• **EXCERPT PROVIDED**:
┄┄┄┄┄┄┄┄┄┄┄┄┄┄┄┄┄┄┄┄

Most notably, Snyder has led the development of the first global network of top business schools, a group that leverages faculty and students across 25 countries. The latest school to join the network is UC-Berkeley’s Haas School of Business, giving the network a strong presence in the Bay Area. Snyder also introduced a one-year Master of Advanced Management degree for graduates of the Global Network for Advanced Management, giving SOM a far more global flavor than it would ever have had.

The changes have made the school far more attractive. After a massive 24.8% increase in applications to its MBA program last year, the school says that the number of candidates in this year’s round one pool rose by 29%. “What’s driving the increase is the clarity of our strategy, the new building, better rankings and job placement, but also the activation of the global network,” says Snyder, who is now going through the reappointment process.

His previous experience helped. Coming in, he knew he had to have more firepower at the top so he recruited two highly accomplished deans from Wharton and IE Business School in Spain, respectively Anjani Jain and David Bach. As senior associate deans, Jain runs the MBA program, while Bach leads the executive MBA and global programs. Both of them could just as easily serve as business school deans themselves. But their agreement to work as a team with Snyder has allowed the triumvirate to accomplish far more in less than five years than what would otherwise be possible.

“Ted starts every conversation thanking people,” says Bach. “A lot of what we’ve done benefits from each other’s areas. In nearly four years, we haven’t had a single conflict.”

The end result: A school that is run more like a finely-tuned business than an academic institution. “The school has become more professional,” says SOM finance professor Nicholas Barberis. “It used to be run a little more like a family business. Ted brought with him a great reputation.”

An unlikely path to B-school dean

Though Snyder has done what no one ever has—successfully run three highly prominent schools—his early career showed little sign that he was destined to become a three-peat change agent in management education. He picked up an undergraduate degree in 1975 from Colby College, where had majored in economics and government, and then a master’s in public policy from the University of Chicago in 1978.

“I didn’t have a plan for life,” explains Snyder. “My dad was a World War II pilot and entrepreneur who gave up his business and had a very religious phase, got into civil rights and the anti-Vietnam War movement. My mother was a teacher of history and music in public schools. I’ve got that in my family tree.”

Snyder began his professional career as an economist with the U.S. Department of Justice’s Antitrust Division. He switched gears in 1982, joining the University of Michigan’s business school as a faculty member and ending up as an MBA core course coordinator for Applied Microeconomics. Snyder returned to Chicago to earn a PhD in economics in 1984, all while climbing the academic ladder at Michigan, where he developed programs in Central Europe, China, India, and Russia.

The notion of becoming a business school dean occurred early, though not from Snyder. His thesis advisor at the University of Chicago told him that he should be a dean. “I didn’t even have my PhD at the time,” recalls Snyder. “And at Michigan, as an assistant professor, I was told the same thing. I really enjoy what business schools do. It’s a mini-university. You get to innovate and respond to the market. There is a lot of competition, and the students and alumni keep you focused on the slope, the trajectory.”

After a three-year stint as a senior associate dean running all of Michigan’s MBA programs as well as its undergraduate school, Snyder won his first deanship at UVA’s Darden School in 1998. During his three-year tenure at UVA, he led an expansion of the school’s MBA program, worked to improve the diversity of the student body, and significantly increased the school’s executive education efforts. Snyder also brought in what was then the largest gift in business school history, Frank Batten Sr.’s $60 million gift to set up the Batten Institute.

┄┄┄┄┄┄┄┄┄┄┄┄┄┄┄┄┄┄┄┄

• **SUPPLIED INFORMATION**:
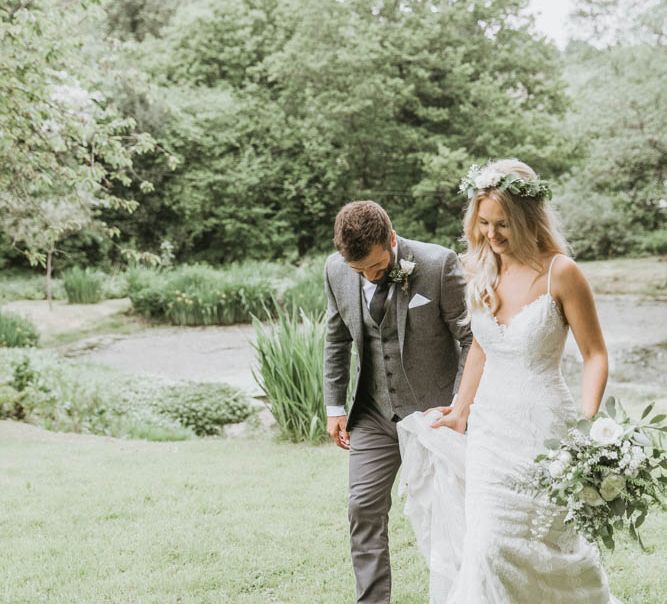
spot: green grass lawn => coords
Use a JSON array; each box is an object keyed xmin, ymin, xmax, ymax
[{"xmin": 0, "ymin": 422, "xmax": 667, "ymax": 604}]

┄┄┄┄┄┄┄┄┄┄┄┄┄┄┄┄┄┄┄┄

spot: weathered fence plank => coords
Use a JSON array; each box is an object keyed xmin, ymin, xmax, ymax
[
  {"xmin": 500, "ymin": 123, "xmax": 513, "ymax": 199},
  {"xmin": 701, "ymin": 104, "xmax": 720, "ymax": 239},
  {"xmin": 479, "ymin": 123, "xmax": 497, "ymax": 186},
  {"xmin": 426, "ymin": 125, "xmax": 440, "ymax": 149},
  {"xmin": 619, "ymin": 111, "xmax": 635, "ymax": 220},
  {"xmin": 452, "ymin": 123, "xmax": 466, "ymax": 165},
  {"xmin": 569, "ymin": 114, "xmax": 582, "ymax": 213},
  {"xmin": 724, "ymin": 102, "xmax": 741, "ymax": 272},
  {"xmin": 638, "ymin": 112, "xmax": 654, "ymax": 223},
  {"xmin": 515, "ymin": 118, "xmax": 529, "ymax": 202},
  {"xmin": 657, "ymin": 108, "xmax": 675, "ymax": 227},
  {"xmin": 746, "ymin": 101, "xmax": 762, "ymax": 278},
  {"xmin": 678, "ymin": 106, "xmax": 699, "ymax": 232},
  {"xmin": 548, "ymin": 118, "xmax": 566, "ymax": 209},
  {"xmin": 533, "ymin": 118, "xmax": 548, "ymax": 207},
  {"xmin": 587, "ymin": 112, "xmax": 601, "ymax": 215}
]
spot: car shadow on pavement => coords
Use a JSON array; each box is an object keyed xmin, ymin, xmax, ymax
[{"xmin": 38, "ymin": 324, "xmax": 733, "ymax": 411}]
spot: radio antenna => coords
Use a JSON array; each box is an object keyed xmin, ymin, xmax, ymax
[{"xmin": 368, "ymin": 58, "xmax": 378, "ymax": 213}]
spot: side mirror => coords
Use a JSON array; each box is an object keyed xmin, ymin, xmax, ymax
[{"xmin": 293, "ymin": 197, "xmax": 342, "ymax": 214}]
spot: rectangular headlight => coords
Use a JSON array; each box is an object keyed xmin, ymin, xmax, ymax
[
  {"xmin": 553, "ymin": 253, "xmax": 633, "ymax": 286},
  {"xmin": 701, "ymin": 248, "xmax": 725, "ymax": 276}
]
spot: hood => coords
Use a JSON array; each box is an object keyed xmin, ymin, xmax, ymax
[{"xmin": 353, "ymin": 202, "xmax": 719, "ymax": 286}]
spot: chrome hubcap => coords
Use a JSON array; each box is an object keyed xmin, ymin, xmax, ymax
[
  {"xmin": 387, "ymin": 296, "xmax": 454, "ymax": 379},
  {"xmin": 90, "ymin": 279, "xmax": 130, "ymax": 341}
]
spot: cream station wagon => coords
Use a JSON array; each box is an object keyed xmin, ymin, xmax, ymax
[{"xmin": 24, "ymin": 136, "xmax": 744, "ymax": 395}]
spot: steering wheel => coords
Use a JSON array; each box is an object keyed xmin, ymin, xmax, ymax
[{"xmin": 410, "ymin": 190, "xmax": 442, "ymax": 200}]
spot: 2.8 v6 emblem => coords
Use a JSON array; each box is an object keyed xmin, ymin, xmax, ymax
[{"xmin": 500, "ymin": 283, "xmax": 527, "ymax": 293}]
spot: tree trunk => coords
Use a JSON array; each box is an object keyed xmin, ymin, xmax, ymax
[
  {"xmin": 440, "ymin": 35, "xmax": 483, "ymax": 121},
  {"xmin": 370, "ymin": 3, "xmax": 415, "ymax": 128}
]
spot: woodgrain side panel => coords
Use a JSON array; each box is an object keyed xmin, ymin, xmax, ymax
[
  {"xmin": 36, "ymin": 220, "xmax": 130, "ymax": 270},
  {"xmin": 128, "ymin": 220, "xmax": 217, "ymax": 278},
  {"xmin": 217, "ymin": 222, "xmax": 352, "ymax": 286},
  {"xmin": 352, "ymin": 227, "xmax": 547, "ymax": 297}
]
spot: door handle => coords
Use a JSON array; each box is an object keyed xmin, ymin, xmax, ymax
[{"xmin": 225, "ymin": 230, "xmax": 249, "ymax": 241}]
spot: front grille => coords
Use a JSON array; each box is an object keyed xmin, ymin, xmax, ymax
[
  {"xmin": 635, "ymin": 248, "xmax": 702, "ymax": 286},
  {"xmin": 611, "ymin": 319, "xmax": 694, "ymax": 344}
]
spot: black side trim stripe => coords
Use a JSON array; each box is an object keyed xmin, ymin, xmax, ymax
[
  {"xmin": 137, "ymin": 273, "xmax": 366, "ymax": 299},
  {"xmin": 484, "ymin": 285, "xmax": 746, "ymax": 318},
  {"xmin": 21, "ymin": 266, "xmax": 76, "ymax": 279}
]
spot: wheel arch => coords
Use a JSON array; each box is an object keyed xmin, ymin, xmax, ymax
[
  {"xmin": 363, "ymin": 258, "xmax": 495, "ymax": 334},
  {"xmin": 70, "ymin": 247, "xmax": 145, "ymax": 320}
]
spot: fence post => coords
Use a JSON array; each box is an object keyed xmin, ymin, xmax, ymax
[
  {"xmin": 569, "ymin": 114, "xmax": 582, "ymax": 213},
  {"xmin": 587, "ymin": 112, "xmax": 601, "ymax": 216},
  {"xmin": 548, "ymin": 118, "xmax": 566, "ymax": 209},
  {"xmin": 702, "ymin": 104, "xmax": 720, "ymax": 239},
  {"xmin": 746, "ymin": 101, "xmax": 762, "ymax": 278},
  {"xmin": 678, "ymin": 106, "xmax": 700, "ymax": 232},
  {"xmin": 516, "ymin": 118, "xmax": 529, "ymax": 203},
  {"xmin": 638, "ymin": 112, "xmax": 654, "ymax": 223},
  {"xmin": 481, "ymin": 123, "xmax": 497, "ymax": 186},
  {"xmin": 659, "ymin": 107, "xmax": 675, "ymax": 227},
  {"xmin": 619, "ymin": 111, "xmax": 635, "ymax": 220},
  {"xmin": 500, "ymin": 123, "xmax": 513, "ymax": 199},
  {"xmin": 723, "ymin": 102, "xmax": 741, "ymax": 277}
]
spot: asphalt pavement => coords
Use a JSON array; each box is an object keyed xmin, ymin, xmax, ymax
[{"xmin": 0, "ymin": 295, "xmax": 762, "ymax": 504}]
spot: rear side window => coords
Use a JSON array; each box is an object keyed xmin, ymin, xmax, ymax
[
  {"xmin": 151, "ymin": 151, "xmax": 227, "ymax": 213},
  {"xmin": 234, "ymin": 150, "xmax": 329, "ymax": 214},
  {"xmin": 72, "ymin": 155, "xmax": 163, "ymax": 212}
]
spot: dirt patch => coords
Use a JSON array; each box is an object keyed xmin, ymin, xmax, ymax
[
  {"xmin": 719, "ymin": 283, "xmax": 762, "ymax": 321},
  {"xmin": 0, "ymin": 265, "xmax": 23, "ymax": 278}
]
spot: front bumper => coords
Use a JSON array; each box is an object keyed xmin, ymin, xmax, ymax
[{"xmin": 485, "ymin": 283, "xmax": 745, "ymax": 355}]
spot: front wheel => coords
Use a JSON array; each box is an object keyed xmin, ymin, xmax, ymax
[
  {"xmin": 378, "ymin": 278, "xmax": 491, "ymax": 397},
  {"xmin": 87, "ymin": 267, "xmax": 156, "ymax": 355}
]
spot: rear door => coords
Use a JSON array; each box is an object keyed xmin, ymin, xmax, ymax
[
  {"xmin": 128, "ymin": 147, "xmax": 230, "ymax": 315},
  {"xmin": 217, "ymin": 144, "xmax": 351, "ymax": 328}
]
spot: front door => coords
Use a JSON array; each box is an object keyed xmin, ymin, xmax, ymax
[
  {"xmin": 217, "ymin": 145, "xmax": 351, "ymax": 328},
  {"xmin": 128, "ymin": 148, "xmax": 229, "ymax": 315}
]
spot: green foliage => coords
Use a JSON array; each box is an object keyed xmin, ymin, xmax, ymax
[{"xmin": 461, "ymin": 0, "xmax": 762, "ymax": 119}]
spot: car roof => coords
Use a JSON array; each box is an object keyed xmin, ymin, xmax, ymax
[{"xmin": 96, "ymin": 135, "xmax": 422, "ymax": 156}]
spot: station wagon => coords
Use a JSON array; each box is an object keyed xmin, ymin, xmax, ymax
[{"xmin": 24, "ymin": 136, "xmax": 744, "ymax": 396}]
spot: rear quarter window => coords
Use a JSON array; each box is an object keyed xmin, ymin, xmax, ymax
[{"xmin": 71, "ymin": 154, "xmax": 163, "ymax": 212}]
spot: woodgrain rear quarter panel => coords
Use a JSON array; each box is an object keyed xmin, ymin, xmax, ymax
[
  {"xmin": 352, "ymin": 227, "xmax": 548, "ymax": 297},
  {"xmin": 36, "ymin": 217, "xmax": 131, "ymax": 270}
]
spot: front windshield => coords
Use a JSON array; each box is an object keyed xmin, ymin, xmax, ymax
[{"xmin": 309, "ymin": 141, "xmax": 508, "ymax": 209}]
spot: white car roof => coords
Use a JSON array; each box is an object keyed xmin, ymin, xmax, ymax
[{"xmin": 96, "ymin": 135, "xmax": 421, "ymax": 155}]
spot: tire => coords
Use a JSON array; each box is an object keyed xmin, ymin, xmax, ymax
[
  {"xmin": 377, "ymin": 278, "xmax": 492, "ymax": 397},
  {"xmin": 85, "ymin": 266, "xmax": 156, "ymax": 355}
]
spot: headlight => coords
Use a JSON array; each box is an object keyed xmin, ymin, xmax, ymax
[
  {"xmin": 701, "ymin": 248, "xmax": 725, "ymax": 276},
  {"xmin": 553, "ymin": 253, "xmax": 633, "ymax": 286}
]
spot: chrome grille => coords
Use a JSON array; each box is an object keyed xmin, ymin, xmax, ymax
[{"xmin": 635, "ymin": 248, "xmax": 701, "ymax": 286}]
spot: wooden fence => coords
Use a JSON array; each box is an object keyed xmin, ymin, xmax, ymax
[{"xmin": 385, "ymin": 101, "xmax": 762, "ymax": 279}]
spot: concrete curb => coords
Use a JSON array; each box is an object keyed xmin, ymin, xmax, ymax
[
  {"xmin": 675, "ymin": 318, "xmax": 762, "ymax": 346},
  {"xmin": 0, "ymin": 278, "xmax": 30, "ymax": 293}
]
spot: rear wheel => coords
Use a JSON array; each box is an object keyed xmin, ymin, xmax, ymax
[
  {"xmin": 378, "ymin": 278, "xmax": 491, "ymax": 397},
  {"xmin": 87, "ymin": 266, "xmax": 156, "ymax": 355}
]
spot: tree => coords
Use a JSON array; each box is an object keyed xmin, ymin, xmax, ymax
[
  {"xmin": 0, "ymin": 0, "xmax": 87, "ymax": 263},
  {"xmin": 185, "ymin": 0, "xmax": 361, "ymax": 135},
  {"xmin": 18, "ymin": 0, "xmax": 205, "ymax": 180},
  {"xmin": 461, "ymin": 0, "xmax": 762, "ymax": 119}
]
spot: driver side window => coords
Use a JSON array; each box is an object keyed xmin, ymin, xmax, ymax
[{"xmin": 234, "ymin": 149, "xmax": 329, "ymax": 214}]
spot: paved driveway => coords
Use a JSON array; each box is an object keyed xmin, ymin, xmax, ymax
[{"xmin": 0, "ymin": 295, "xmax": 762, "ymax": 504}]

┄┄┄┄┄┄┄┄┄┄┄┄┄┄┄┄┄┄┄┄

• **LIST OF TASKS**:
1: According to the article about Ted Snyder, which senior associate dean leads the executive MBA and global programs?
2: Transcribe everything in the article about Ted Snyder from "An unlikely path" down to "Chicago in 1978.".
The records are separate material and have no connection to the article about Ted Snyder.

• **RESULTS IN ORDER**:
1: David Bach.

2:
An unlikely path to B-school dean

Though Snyder has done what no one ever has—successfully run three highly prominent schools—his early career showed little sign that he was destined to become a three-peat change agent in management education. He picked up an undergraduate degree in 1975 from Colby College, where had majored in economics and government, and then a master’s in public policy from the University of Chicago in 1978.